### [EXTRACT PROVIDED]
Content starts

Saturday, December 13, 2014
Friends Who are Moody
One clue that a person is toxic is that they're not even tempered. This is a bad sign when you're just getting to know someone. Despite the newness of the relationship, you feel as if you have to be careful not to say the wrong thing.
Everyone has their off days. Mature people are able to put whatever's bothering them into a mental box. This enables them to act politely toward other people, regardless of their own disappointments or upsets. However, people with personality disorders aren't always able to do this. Under stress, their true character shines through.
If someone doesn't hold you in high enough regard to at least treat you with civility, then you might want to take stock of this "friendship." Perhaps, it's not what you imagined it to be. Of course, everyone has a bad day. If you've known someone for a long time, and they're a trusted friend, you can cut them a lot more slack.
But someone you barely know, who wants to cultivate a relationship with you, shouldn't be lashing out, or acting angry or aloof. This indicates a lack of respect for you or poor self control, or, perhaps, a combination of both. Would you treat someone you cared about in this manner? Probably not.
Or, you may simply notice a friend or acquaintance runs hot and cold. You can't quite put your finger on whether this person is being rude or not. But you are left with a vague uncomfortable feeling. (Don't ignore this.)

Content ends

### [SOURCE INFORMATION]
Content starts

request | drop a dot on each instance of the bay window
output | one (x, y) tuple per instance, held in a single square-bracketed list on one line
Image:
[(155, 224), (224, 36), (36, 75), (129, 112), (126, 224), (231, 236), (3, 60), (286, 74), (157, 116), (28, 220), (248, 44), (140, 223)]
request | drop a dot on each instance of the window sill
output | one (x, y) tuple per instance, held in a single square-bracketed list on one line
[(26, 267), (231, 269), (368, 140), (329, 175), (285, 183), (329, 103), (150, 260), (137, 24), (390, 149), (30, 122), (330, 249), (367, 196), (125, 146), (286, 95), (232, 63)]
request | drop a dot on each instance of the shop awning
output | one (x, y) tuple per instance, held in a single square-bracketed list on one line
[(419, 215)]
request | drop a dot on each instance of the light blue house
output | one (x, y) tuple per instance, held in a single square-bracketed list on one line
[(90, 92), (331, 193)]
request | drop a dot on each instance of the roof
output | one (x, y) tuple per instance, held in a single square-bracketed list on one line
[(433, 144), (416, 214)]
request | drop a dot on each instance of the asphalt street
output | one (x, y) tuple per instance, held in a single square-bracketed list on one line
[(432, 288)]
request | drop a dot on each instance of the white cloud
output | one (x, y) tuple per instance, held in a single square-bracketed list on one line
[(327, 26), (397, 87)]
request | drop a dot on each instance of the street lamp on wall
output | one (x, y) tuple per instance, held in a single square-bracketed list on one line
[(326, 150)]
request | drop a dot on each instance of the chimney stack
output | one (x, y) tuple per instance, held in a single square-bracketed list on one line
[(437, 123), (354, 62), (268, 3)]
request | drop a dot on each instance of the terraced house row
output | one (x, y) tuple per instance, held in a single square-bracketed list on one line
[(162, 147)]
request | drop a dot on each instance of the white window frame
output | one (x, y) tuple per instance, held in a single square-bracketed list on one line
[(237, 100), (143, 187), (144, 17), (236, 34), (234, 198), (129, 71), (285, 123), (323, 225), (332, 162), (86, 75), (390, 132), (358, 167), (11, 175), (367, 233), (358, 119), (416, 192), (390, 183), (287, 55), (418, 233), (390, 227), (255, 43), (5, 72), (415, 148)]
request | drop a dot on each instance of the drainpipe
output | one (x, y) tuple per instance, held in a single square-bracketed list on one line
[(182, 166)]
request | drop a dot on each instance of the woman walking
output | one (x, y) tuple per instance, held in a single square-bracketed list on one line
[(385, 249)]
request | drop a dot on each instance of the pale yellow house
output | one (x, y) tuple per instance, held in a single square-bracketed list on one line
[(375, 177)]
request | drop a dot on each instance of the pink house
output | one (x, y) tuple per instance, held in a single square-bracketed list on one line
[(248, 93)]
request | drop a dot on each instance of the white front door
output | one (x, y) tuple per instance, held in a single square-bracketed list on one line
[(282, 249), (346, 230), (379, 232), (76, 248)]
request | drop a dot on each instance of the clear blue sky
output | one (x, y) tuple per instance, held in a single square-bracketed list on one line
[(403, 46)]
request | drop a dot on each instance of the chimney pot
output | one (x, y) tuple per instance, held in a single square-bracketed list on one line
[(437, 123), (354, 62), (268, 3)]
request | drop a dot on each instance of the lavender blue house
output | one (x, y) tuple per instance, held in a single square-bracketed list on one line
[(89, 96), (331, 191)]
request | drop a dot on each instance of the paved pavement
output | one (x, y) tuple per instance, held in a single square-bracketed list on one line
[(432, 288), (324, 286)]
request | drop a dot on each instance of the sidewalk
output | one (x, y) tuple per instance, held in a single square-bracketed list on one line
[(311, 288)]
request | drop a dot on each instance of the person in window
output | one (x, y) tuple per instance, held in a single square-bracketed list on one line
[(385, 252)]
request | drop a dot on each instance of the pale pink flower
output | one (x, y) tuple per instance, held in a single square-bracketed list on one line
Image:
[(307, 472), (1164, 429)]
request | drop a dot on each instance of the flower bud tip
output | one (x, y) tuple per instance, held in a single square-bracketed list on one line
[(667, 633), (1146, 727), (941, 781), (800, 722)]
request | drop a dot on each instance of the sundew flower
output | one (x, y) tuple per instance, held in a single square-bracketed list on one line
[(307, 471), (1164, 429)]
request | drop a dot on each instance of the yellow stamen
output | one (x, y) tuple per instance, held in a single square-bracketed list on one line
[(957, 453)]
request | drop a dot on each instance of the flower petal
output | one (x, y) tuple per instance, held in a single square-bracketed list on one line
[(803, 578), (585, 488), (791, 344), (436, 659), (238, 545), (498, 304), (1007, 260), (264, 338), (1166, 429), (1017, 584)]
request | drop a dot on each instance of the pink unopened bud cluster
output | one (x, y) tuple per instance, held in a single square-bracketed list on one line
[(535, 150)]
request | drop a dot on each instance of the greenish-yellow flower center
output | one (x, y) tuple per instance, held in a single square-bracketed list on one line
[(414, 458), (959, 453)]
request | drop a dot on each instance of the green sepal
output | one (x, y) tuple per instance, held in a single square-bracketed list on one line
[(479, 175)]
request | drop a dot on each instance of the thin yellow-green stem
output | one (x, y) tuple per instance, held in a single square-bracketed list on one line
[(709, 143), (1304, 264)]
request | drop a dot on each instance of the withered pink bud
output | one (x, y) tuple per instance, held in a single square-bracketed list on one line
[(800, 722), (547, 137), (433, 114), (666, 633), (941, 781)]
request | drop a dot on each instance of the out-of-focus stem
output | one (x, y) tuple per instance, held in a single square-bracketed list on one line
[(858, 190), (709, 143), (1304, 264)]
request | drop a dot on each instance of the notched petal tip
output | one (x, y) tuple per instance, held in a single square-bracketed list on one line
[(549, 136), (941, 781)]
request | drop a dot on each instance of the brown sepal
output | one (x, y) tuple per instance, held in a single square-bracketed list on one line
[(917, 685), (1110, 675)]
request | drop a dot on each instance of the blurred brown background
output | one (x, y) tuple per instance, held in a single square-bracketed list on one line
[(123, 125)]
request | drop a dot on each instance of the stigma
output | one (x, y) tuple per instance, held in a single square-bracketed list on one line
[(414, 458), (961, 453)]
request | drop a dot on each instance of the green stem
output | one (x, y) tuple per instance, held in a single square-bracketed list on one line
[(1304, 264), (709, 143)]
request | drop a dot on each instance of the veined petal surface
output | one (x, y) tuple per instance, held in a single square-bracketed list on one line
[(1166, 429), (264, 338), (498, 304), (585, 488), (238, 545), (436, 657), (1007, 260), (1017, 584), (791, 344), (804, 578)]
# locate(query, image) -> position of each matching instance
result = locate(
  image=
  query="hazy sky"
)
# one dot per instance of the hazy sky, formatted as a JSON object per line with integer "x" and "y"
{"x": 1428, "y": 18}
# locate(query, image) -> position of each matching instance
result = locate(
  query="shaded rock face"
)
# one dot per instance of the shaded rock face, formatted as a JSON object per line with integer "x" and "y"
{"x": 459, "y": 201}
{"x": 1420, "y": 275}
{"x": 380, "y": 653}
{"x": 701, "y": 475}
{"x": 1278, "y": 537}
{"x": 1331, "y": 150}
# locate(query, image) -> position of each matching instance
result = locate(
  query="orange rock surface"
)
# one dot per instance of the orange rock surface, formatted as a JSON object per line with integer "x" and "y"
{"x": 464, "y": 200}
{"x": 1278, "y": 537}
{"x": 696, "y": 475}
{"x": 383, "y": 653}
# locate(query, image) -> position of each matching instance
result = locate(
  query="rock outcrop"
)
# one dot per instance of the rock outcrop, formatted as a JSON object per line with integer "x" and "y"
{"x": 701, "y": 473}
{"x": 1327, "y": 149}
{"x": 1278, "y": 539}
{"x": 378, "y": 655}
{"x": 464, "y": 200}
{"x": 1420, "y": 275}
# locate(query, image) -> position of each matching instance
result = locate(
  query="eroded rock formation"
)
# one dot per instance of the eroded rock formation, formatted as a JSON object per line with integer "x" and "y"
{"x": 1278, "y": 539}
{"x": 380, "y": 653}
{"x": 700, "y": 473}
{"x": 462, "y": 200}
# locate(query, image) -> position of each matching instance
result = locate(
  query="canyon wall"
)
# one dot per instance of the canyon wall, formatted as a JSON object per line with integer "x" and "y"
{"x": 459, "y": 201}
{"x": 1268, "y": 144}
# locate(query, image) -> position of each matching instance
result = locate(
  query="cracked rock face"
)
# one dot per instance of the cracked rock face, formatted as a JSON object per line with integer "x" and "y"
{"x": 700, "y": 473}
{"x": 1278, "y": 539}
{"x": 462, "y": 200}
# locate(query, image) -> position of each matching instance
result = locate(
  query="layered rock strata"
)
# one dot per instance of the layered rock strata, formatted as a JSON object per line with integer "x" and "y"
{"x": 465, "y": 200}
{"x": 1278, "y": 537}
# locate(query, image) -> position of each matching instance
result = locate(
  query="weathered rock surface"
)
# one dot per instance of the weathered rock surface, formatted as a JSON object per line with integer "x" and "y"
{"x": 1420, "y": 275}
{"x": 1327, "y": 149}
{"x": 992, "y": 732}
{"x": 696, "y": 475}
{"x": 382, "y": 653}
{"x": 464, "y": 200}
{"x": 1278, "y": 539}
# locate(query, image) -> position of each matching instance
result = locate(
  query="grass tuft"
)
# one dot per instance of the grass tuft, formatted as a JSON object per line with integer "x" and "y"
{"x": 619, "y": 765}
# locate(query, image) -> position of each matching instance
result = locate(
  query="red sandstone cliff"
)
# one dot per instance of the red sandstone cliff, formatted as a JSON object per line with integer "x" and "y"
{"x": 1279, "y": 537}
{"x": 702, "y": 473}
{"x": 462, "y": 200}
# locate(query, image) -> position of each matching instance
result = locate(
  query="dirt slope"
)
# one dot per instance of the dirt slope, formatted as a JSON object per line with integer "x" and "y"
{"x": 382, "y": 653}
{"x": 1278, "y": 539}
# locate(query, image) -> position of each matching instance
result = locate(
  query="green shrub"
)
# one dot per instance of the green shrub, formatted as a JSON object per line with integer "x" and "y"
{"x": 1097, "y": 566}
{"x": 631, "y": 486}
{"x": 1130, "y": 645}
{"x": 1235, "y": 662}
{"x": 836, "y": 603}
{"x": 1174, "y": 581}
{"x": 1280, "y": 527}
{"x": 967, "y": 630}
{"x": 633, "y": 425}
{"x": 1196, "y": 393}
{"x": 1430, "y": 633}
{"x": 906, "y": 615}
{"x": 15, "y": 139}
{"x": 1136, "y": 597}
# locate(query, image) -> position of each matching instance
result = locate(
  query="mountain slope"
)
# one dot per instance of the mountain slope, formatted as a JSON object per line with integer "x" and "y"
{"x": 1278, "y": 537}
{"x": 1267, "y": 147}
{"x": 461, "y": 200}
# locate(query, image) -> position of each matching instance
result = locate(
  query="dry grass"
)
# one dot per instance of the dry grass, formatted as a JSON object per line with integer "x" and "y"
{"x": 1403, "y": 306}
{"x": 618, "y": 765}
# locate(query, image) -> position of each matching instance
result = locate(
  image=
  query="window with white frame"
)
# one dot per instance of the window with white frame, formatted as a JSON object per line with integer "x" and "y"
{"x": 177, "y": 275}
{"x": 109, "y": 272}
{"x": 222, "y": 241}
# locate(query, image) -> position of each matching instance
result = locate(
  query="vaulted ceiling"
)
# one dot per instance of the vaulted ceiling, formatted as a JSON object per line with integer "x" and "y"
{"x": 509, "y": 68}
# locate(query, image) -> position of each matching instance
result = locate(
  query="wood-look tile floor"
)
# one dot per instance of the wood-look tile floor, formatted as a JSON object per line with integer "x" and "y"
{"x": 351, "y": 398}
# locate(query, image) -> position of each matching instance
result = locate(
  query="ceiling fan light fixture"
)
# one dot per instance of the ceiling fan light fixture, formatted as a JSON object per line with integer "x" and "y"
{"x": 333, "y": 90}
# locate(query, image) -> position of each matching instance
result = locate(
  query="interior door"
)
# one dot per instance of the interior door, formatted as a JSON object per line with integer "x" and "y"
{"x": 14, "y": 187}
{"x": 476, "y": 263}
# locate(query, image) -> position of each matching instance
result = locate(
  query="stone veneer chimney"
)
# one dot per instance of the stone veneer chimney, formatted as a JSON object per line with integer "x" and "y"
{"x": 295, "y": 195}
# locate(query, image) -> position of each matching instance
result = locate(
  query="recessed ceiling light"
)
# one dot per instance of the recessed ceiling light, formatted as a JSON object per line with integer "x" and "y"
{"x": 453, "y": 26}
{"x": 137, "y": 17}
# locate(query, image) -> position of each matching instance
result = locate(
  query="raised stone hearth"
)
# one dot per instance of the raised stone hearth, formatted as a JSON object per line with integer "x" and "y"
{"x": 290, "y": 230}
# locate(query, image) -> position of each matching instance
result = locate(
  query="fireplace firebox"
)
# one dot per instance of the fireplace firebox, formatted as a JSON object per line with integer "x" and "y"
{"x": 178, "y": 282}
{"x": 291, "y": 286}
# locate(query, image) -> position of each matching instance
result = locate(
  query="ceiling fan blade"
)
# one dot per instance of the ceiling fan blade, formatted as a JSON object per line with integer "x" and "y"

Content ends

### [REQUIRED ACTIONS]
**1.** In the post about moody friends, rewrite the part from "Saturday, December 13, 2014" to "the wrong thing.", swapping "toxic" for "harmful".
**2.** Pick up the post about moody friends after its last line and keep writing.

### [RESPONSES BY TASK]
**1.**
Saturday, December 13, 2014
Friends Who are Moody
One clue that a person is harmful is that they're not even tempered. This is a bad sign when you're just getting to know someone. Despite the newness of the relationship, you feel as if you have to be careful not to say the wrong thing.

**2.**
This moodiness is to be taken seriously, especially if you know you've done nothing to offend them. If you like this person, you can try asking them what is wrong. If you don't get a satisfactory answer, definitely be careful. This means you should avoid entrusting this person with your secrets.
Oftentimes, the only early clues you are dealing with a covert narcissist are brief flashes of anger, or sudden moodiness. "Frenemies" aren't sure whether they love you or hate you. Usually, it's the latter. These are not people you need in your life.
True friends are approachable at all times. If something is bothering them, or they want more space, they tell you honestly. The relationship feels right. You feel comfortable.
Toxic "friendships" leave you with an icky feeling. They erode your confidence. So heed the warning signs.